— SOURCE MATERIAL —
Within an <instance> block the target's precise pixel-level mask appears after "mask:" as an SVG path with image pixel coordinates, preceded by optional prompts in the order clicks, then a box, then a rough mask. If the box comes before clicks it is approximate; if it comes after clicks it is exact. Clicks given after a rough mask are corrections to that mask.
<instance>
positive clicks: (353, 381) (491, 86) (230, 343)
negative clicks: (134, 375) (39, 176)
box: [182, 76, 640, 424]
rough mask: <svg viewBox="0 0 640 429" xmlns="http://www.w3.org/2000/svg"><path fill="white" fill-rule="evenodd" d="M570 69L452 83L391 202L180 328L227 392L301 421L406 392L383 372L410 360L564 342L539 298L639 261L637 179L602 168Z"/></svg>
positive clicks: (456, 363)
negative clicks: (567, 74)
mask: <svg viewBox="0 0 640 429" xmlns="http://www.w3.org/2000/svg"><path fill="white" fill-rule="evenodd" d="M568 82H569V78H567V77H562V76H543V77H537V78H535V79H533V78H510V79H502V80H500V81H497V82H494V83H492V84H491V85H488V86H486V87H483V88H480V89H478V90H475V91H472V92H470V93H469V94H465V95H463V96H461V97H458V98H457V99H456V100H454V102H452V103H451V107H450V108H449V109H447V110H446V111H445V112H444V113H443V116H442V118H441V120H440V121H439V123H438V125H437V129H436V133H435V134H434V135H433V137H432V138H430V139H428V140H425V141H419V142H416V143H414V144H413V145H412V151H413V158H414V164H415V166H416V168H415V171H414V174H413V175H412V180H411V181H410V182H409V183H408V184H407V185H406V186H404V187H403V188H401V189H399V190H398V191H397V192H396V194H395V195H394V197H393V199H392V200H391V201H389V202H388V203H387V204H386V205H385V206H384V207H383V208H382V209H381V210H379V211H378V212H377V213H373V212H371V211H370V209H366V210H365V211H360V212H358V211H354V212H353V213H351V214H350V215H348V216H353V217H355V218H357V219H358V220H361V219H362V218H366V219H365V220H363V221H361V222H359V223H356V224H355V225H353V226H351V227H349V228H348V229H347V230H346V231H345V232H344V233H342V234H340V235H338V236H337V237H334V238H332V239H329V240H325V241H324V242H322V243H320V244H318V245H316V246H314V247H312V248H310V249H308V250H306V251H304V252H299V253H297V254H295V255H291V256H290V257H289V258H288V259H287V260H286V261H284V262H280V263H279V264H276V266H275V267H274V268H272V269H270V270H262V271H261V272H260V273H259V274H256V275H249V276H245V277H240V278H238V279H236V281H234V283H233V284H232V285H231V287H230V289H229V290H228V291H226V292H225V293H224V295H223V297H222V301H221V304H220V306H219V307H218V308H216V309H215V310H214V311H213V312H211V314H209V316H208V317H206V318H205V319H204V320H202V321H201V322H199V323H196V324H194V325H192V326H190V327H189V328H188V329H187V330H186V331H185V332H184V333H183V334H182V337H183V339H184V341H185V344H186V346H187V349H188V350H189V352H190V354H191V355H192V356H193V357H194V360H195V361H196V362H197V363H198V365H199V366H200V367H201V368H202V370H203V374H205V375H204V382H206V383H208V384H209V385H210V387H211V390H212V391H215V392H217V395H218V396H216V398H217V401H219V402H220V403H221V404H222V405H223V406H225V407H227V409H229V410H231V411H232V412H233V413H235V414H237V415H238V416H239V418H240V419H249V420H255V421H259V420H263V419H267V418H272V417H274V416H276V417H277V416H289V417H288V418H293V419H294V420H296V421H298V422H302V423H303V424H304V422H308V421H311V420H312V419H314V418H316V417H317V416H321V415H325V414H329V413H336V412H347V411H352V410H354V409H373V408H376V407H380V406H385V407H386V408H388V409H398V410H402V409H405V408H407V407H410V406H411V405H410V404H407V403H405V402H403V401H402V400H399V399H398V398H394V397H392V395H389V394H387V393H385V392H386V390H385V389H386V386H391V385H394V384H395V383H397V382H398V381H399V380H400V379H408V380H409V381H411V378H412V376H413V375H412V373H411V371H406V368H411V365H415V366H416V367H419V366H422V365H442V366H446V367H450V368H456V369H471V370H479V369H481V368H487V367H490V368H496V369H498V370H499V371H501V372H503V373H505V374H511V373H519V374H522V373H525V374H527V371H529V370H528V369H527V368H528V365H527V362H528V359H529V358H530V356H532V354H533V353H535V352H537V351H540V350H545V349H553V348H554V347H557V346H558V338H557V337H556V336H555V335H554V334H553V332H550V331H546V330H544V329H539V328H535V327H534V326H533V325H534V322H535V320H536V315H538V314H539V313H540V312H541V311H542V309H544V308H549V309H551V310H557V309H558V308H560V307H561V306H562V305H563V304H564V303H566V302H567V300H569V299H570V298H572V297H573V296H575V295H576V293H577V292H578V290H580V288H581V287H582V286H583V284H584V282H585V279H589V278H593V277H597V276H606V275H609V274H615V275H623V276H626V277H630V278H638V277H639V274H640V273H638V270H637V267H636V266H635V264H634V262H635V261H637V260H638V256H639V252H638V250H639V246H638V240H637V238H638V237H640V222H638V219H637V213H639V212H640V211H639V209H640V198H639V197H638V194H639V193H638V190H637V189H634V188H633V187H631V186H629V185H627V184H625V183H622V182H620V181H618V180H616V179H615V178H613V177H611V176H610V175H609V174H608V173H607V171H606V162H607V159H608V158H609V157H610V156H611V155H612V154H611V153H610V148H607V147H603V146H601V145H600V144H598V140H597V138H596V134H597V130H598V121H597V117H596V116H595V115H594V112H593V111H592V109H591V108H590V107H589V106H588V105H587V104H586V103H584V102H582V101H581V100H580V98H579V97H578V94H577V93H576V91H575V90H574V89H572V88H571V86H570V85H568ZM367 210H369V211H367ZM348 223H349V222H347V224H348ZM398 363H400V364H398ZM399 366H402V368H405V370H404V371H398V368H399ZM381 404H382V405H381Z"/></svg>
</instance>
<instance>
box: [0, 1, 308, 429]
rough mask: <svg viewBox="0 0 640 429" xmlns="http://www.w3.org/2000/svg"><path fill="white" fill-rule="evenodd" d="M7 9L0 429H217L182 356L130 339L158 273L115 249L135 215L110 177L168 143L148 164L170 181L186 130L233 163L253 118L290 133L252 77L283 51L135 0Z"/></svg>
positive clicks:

* * *

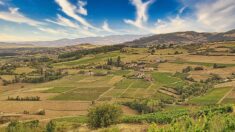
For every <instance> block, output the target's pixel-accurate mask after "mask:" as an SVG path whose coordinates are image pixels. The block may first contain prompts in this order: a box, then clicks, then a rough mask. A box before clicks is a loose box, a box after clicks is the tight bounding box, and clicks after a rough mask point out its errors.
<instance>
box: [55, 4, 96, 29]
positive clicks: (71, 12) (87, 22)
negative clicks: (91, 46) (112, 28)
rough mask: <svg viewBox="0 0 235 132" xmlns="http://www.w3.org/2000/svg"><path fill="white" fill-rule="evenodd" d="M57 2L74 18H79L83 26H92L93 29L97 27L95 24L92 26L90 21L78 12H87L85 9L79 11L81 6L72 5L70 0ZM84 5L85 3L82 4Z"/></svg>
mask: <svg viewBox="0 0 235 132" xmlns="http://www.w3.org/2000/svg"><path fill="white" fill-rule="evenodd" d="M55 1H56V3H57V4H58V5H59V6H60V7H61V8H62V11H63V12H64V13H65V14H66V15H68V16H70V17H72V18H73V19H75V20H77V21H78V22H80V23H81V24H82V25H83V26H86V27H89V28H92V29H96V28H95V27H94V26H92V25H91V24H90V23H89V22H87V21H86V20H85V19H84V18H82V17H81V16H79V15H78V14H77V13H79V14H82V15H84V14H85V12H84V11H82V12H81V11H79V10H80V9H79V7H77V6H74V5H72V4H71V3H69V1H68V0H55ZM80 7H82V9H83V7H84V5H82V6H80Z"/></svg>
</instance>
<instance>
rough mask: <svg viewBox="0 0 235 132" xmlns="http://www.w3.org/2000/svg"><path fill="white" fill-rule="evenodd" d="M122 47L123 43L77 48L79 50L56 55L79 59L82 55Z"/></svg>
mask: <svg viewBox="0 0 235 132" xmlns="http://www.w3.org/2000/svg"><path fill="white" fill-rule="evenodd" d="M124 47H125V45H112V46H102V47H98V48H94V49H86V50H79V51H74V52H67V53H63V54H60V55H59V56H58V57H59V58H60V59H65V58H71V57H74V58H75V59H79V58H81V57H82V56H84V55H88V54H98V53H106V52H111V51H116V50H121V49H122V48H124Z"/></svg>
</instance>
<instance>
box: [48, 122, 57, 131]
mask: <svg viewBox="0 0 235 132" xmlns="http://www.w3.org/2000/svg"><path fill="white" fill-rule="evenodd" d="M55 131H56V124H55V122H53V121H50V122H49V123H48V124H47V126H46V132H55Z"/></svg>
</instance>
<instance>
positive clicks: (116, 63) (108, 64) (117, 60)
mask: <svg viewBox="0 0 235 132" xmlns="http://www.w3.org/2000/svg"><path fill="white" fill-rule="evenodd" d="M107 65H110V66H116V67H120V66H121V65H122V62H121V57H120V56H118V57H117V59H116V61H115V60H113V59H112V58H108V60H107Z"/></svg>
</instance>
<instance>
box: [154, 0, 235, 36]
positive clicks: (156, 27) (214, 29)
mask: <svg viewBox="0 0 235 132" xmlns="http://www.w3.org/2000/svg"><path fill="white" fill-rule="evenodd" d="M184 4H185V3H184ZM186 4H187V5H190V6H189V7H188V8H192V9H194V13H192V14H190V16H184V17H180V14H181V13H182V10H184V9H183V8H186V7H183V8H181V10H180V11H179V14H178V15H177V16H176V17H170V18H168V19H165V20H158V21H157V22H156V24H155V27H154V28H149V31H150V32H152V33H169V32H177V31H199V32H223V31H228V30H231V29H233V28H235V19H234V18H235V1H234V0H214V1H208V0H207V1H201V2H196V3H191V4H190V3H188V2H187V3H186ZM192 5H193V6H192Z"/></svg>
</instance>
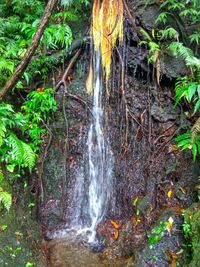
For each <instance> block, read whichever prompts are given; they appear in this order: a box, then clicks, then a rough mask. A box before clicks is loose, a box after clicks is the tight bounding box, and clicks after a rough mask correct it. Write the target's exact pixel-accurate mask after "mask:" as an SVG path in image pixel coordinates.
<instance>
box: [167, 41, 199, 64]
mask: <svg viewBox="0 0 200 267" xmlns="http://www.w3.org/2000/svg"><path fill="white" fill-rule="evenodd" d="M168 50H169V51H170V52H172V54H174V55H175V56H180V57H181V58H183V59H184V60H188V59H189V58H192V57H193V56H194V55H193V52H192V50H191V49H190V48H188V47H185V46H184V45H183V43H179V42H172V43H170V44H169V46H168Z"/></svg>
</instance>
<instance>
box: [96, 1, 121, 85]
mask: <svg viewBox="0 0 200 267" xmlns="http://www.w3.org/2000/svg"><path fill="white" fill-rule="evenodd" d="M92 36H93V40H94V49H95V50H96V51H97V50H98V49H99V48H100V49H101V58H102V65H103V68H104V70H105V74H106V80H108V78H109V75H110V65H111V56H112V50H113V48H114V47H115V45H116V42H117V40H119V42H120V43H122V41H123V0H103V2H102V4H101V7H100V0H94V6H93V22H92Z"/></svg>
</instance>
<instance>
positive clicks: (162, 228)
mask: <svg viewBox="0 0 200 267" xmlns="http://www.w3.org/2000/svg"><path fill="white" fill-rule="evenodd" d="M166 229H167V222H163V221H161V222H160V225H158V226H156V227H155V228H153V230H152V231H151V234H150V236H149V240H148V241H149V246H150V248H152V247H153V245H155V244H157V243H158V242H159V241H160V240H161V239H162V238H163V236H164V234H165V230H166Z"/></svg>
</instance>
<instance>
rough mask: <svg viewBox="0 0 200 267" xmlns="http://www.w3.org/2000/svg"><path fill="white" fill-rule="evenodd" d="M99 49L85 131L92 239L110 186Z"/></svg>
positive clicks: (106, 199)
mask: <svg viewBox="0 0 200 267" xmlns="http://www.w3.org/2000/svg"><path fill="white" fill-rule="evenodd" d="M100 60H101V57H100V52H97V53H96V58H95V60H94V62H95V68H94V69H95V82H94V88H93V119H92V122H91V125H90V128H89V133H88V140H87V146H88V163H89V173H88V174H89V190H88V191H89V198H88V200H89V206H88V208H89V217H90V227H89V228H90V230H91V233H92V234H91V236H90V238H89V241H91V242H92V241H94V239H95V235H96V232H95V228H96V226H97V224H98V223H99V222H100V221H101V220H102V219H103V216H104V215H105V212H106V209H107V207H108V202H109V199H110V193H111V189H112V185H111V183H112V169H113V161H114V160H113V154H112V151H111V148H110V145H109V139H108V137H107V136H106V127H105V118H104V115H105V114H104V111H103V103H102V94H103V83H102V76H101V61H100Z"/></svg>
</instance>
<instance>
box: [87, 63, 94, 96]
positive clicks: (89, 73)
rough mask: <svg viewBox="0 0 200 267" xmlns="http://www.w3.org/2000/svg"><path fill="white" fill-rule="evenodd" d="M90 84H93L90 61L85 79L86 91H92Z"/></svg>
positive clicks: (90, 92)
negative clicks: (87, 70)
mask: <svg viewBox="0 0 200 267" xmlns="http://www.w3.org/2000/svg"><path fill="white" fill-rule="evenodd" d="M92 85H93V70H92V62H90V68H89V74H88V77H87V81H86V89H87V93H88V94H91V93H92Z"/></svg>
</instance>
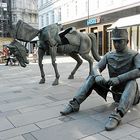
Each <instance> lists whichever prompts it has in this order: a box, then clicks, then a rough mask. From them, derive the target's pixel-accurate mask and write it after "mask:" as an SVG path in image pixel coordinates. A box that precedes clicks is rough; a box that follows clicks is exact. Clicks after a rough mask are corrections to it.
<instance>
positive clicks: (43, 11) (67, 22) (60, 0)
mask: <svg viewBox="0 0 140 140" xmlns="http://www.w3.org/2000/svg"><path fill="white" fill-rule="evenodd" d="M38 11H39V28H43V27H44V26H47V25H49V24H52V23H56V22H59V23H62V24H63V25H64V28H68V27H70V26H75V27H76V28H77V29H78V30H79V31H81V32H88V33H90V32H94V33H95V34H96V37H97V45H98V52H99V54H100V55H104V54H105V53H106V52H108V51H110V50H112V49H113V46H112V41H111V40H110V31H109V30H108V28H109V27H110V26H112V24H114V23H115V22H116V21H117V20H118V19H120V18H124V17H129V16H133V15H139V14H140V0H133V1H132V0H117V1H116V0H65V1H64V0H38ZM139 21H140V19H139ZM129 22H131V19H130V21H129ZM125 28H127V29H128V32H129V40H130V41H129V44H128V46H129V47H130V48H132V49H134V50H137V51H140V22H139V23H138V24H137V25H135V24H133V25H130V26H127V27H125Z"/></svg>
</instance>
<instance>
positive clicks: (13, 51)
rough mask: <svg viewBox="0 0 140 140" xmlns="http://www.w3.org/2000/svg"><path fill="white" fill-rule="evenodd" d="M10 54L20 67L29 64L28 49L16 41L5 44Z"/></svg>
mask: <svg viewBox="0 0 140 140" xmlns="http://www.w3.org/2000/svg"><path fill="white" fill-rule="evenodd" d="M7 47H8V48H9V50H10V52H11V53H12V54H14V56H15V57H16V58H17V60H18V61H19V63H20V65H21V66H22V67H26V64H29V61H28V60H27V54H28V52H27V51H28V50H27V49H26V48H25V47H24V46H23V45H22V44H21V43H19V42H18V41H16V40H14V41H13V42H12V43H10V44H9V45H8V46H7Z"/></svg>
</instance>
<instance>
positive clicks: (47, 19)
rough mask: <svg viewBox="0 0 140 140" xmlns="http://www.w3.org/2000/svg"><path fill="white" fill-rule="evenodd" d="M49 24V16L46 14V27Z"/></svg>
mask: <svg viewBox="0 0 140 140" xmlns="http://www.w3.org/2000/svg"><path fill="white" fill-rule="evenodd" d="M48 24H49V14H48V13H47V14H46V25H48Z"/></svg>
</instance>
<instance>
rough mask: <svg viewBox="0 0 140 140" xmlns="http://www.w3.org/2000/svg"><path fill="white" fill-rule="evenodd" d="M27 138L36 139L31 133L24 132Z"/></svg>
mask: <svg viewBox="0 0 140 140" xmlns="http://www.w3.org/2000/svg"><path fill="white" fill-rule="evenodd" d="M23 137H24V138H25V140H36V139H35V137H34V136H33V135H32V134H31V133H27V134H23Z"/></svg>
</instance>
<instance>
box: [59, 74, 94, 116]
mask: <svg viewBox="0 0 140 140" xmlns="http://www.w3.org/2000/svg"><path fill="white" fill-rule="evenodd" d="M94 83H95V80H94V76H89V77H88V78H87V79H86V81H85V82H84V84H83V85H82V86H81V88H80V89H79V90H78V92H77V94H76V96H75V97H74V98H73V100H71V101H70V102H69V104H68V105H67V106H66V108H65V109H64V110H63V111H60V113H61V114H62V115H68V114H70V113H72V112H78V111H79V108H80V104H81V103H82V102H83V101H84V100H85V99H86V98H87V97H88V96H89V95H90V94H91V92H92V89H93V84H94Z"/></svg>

— WHAT IS NEEDED —
Select every line in the records above that contains the word "negative", matching case exactly.

— EXERCISE RESULT —
negative clicks: (134, 375) (39, 176)
negative clicks: (567, 74)
negative clicks: (91, 46) (112, 28)
negative clicks: (87, 70)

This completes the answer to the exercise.